A sane response would be to slow down the race and build a trustworthy international framework that ensures everyone can benefit from AGI. Promises would not be enough; you would need actual institutions with real authority. That’s hard, but possible. Instead, we’ve chosen a strategy of cutting China off from GPUs and hoping we can beat them to AGI before they scale up domestic production.
‘But I have so little of any of these things! You are wise and powerful. Will you not take the Ring?’
‘No!’ cried Gandalf, springing to his feet. ‘With that power I should have power too great and terrible. And over me the Ring would gain a power still greater and more deadly.’ His eyes flashed and his face was lit as by a fire within. ‘Do not tempt me! For I do not wish to become like the Dark Lord himself. Yet the way of the Ring to my heart is by pity, pity for weakness and the desire of strength to do good. Do not tempt me! I dare not take it, not even to keep it safe, unused. The wish to wield it would be too great for my strength. I shall have such need of it. Great perils lie before me.’
To be honest, I never found this very convincing as a reason other than “Tolkien needed this to not happen to make the story he has work”, which is fine, but the issue is that in LOTR, you are already dependent on what are essentially benevolent dictators, and if the king is unaligned to your values or is incompetent, the country and you will be ruined, so trying to be aligned to other values while using the ring can only have positive expected value under your value system.
+ + +
Work to complete -> Please say whether each statement agrees with the thread above, answering yes or no and quoting the words of the thread that decide it. (a) Promises alone would be enough for the international framework. (b) Gandalf refuses to take the Ring even to keep it safe and unused. (c) The chosen strategy involves cutting China off from GPUs.
+ + +
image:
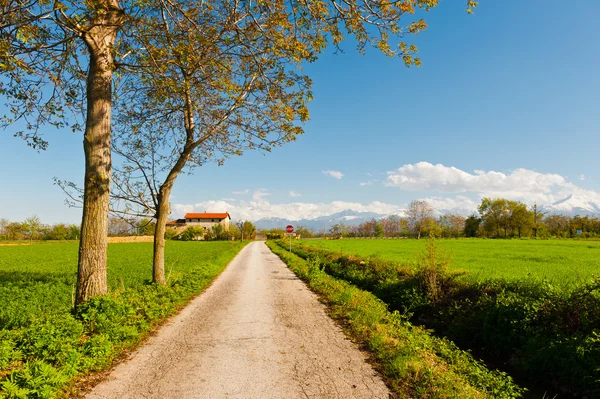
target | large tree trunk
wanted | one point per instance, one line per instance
(91, 275)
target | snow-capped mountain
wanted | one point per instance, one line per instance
(574, 204)
(348, 217)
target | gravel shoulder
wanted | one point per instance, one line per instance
(257, 332)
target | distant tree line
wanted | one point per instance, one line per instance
(496, 218)
(241, 230)
(33, 229)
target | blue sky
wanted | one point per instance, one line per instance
(511, 92)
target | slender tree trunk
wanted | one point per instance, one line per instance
(162, 216)
(91, 274)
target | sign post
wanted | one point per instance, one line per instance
(290, 230)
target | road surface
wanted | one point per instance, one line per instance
(257, 332)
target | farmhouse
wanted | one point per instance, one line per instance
(206, 220)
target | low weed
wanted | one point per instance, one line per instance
(42, 347)
(415, 363)
(544, 333)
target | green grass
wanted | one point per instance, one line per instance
(561, 262)
(544, 333)
(44, 344)
(415, 363)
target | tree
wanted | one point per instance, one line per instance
(472, 226)
(452, 224)
(520, 218)
(392, 226)
(537, 218)
(43, 46)
(3, 223)
(493, 215)
(14, 231)
(248, 230)
(31, 227)
(222, 79)
(417, 215)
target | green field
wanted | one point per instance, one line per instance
(562, 262)
(44, 344)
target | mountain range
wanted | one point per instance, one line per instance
(574, 204)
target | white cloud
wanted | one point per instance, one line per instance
(367, 183)
(459, 204)
(258, 195)
(333, 173)
(521, 184)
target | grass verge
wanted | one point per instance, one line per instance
(545, 335)
(414, 363)
(42, 351)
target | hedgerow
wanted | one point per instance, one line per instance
(547, 335)
(414, 362)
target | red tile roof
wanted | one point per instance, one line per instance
(206, 215)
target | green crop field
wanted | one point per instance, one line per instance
(44, 344)
(39, 278)
(562, 262)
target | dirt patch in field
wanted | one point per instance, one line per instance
(131, 239)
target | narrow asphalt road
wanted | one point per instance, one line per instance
(257, 332)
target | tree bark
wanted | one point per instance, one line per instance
(100, 39)
(162, 215)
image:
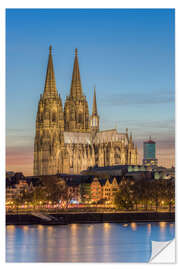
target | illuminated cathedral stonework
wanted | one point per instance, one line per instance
(69, 140)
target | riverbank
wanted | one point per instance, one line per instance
(69, 218)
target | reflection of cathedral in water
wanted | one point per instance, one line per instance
(69, 140)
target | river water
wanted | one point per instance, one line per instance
(104, 242)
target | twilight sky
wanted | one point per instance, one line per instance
(128, 54)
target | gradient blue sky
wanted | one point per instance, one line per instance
(128, 54)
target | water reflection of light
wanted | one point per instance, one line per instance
(149, 228)
(74, 227)
(25, 228)
(162, 225)
(11, 228)
(40, 227)
(74, 242)
(133, 226)
(50, 230)
(106, 239)
(107, 227)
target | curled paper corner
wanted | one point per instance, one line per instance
(163, 252)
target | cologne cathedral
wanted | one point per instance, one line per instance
(68, 140)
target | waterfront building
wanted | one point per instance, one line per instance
(150, 153)
(68, 139)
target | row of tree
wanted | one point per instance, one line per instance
(50, 189)
(145, 192)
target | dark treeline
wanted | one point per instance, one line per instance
(145, 192)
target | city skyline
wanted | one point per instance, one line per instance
(134, 78)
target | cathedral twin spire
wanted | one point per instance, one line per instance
(76, 88)
(76, 112)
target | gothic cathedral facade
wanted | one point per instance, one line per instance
(68, 140)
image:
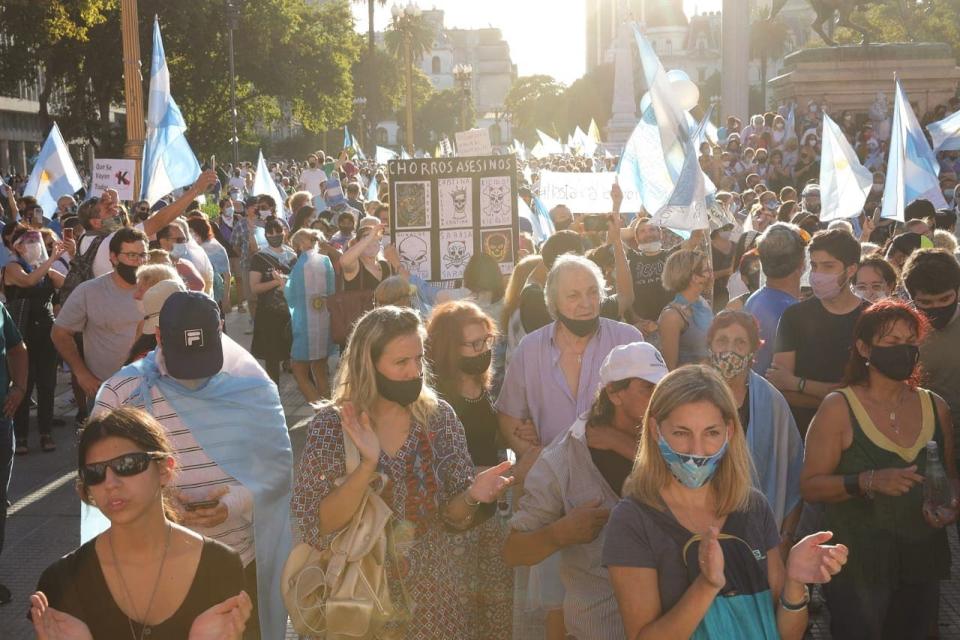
+ + +
Response for this exercise ->
(a) No: "Promises would not be enough; you would need actual institutions with real authority."
(b) Yes: "I dare not take it, not even to keep it safe, unused."
(c) Yes: "Instead, we’ve chosen a strategy of cutting China off from GPUs"